-- Begin Data for the task --

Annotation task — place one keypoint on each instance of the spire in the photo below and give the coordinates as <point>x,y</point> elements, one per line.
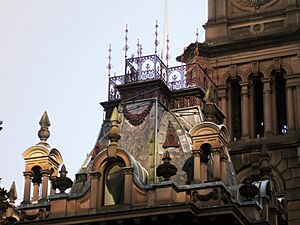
<point>13,193</point>
<point>109,65</point>
<point>196,51</point>
<point>166,32</point>
<point>126,47</point>
<point>156,42</point>
<point>44,133</point>
<point>139,49</point>
<point>114,133</point>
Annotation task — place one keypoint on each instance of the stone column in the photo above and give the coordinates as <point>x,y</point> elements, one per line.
<point>224,159</point>
<point>52,191</point>
<point>95,189</point>
<point>222,93</point>
<point>197,161</point>
<point>27,185</point>
<point>128,182</point>
<point>297,104</point>
<point>245,109</point>
<point>221,10</point>
<point>45,176</point>
<point>291,109</point>
<point>203,169</point>
<point>35,197</point>
<point>212,10</point>
<point>267,106</point>
<point>216,165</point>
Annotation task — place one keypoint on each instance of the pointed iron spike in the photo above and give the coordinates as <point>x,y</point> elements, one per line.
<point>13,195</point>
<point>44,121</point>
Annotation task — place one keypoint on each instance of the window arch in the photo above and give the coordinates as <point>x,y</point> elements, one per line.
<point>279,90</point>
<point>235,114</point>
<point>257,105</point>
<point>113,185</point>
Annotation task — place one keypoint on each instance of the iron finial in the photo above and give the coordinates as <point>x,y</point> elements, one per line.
<point>197,35</point>
<point>109,65</point>
<point>168,50</point>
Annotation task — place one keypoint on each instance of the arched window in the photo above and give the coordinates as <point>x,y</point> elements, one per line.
<point>279,89</point>
<point>207,159</point>
<point>114,183</point>
<point>257,109</point>
<point>235,108</point>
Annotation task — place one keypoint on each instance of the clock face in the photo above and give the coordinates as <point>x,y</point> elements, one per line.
<point>250,4</point>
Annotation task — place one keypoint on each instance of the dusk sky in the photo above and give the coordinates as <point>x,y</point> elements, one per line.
<point>53,57</point>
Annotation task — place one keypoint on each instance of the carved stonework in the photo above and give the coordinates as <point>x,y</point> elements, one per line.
<point>138,118</point>
<point>171,137</point>
<point>254,67</point>
<point>233,71</point>
<point>252,4</point>
<point>277,64</point>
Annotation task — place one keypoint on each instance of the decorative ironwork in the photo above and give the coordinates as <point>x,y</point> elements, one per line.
<point>211,195</point>
<point>142,68</point>
<point>109,65</point>
<point>156,42</point>
<point>126,47</point>
<point>137,119</point>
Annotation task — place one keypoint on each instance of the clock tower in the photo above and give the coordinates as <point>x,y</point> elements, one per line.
<point>239,19</point>
<point>252,52</point>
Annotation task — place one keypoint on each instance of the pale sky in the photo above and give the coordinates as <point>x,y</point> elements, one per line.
<point>53,57</point>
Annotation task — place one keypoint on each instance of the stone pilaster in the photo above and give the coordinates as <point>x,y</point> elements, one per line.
<point>224,159</point>
<point>197,161</point>
<point>267,106</point>
<point>245,109</point>
<point>128,172</point>
<point>96,189</point>
<point>216,164</point>
<point>291,109</point>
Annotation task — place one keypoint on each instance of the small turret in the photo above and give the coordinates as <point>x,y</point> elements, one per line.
<point>44,132</point>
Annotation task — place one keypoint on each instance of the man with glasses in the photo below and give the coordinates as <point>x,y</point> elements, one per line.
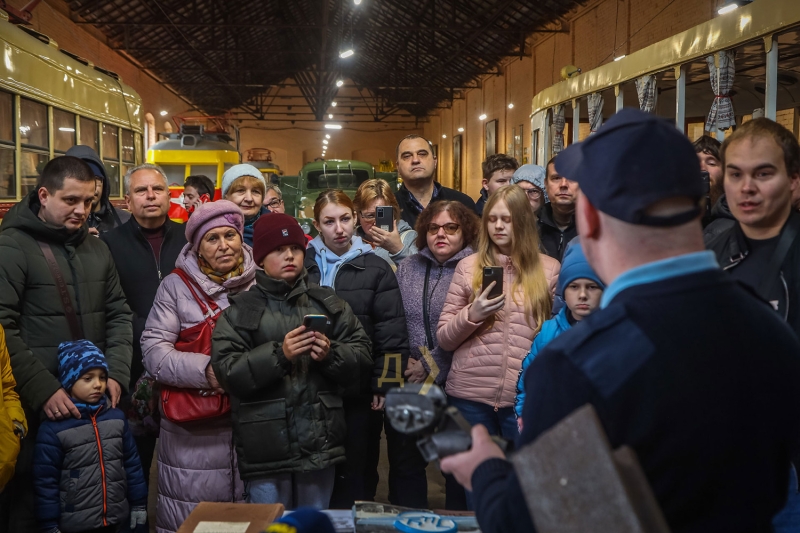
<point>273,200</point>
<point>416,166</point>
<point>530,178</point>
<point>557,216</point>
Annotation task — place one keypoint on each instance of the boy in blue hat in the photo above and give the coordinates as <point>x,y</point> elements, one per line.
<point>581,289</point>
<point>88,474</point>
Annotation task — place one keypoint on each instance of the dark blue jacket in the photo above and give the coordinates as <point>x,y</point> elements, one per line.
<point>550,330</point>
<point>88,472</point>
<point>695,373</point>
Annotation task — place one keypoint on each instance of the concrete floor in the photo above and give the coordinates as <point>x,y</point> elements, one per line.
<point>435,485</point>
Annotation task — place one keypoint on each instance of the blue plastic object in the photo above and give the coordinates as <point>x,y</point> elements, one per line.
<point>420,522</point>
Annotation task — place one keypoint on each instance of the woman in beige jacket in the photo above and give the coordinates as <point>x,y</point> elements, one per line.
<point>490,337</point>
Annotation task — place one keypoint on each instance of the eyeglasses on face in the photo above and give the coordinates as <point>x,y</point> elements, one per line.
<point>533,192</point>
<point>450,228</point>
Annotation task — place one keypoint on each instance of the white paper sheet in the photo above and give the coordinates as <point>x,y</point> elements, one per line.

-- End Data for the task --

- _What the exercise asks_:
Write out all of the material above again, word for word, but leave out the pictures.

- _Task result_:
Annotation task — place one keypoint on each instance of the spire in the photo below and give the coordinates as <point>x,y</point> elements, one per line.
<point>13,193</point>
<point>109,65</point>
<point>196,51</point>
<point>166,32</point>
<point>126,47</point>
<point>156,42</point>
<point>44,133</point>
<point>139,49</point>
<point>114,133</point>
Annotation task — place one keypoint on each instance of the stone column in the photo above and give the coordinates as <point>x,y</point> elements, one per line.
<point>224,159</point>
<point>52,191</point>
<point>95,189</point>
<point>222,93</point>
<point>197,161</point>
<point>27,185</point>
<point>128,182</point>
<point>297,104</point>
<point>245,109</point>
<point>221,10</point>
<point>45,176</point>
<point>291,109</point>
<point>203,169</point>
<point>35,197</point>
<point>212,10</point>
<point>267,106</point>
<point>216,165</point>
Annotation task — place one keypoint on each instance of the pointed iron spike in the photo above and give the coordinates as <point>x,y</point> elements, one per line.
<point>13,195</point>
<point>44,121</point>
Annotation task — place one keypoint on each instance of the window arch in the photo above and give the coordinates as <point>x,y</point> elements, one per line.
<point>279,90</point>
<point>235,114</point>
<point>257,105</point>
<point>113,185</point>
Annotation task — place one keypoint on each instance of the iron finial in the photo above and give the coordinates as <point>x,y</point> elements, one per line.
<point>197,35</point>
<point>109,65</point>
<point>168,50</point>
Annotation task — place one keypoint on each instance of the arched window in the photo above and give the coordinates as <point>x,y</point> elements, one per line.
<point>279,89</point>
<point>207,159</point>
<point>114,183</point>
<point>257,109</point>
<point>235,108</point>
Annotation task — place one keypoint on each instance of the clock face in the photo above and give the coordinates as <point>x,y</point> elements, one per line.
<point>250,4</point>
Annotation task — place one keypoint on each instance of the dusk sky in the photo above and give the coordinates as <point>x,y</point> elements, one per line.
<point>53,57</point>
Annotation task — place one keypoint on each instance of the carved stonework in the photo above and give the coordinates as <point>x,y</point> elements, one per line.
<point>138,118</point>
<point>171,137</point>
<point>254,67</point>
<point>233,71</point>
<point>252,4</point>
<point>277,64</point>
Annotation task — place one keypoint on each instance of the decorative ironwork in the photo above and give the coordinates as <point>x,y</point> elements, one per line.
<point>211,195</point>
<point>142,68</point>
<point>109,65</point>
<point>156,42</point>
<point>126,47</point>
<point>137,119</point>
Annotation task — place one keypoint on each instance of the clock tower in the photo above and give the coordinates as <point>x,y</point> elements, one per line.
<point>239,19</point>
<point>252,52</point>
Annotation task — place one keypoint on each instance of the pale sky in the photo above and give the coordinates as <point>x,y</point> elements, one per line.
<point>53,57</point>
Annotation task — place one keypoint on each instance of the stone pilaster in the photo above and give the coordinates as <point>x,y</point> elements, one per line.
<point>224,159</point>
<point>197,161</point>
<point>267,106</point>
<point>245,109</point>
<point>128,172</point>
<point>96,189</point>
<point>216,164</point>
<point>291,109</point>
Annotation task — place one keypoint on each instance of the small turret in the photo above and give the coordinates as <point>x,y</point> elements, one per line.
<point>44,132</point>
Annotation task — place one keypoint on each instance of the man with glasses in the photo below and give the coordinates as <point>x,y</point> elements, one per line.
<point>273,200</point>
<point>416,166</point>
<point>530,178</point>
<point>557,216</point>
Annotation task — place one keypoint on each instance of the boy in blue hat in the photo above and give the coordinates as <point>x,y</point> elements, one per line.
<point>581,289</point>
<point>88,474</point>
Annotation task — place one keypoint on each instance of the dark blue jacket in the photo above and give the coordinates as <point>x,y</point> elements, one per line.
<point>550,330</point>
<point>88,472</point>
<point>695,373</point>
Annotation task — place one keypoint on each instance of the concrete floor in the photo above and give the coordinates as <point>x,y</point> elements, one per line.
<point>435,485</point>
Annotation task — place one keypoint on each instance of the blue plastic object in the photo above and give the coordinates as <point>x,y</point> elements, one per line.
<point>420,522</point>
Annotation task — place one keypoint on each instance of the woman in beige jacket in the photo above and give the coordinates as <point>x,y</point> elements, one per line.
<point>490,337</point>
Annotation task — place one keypoint on each instance of the eyeglasses on face in the photo above and give the coordinates as <point>x,y</point> elements, one per line.
<point>533,192</point>
<point>450,228</point>
Annotation task — place one keypoint on each instance of the white paper sheet in the photo above and give the coordinates as <point>x,y</point> elements, one per line.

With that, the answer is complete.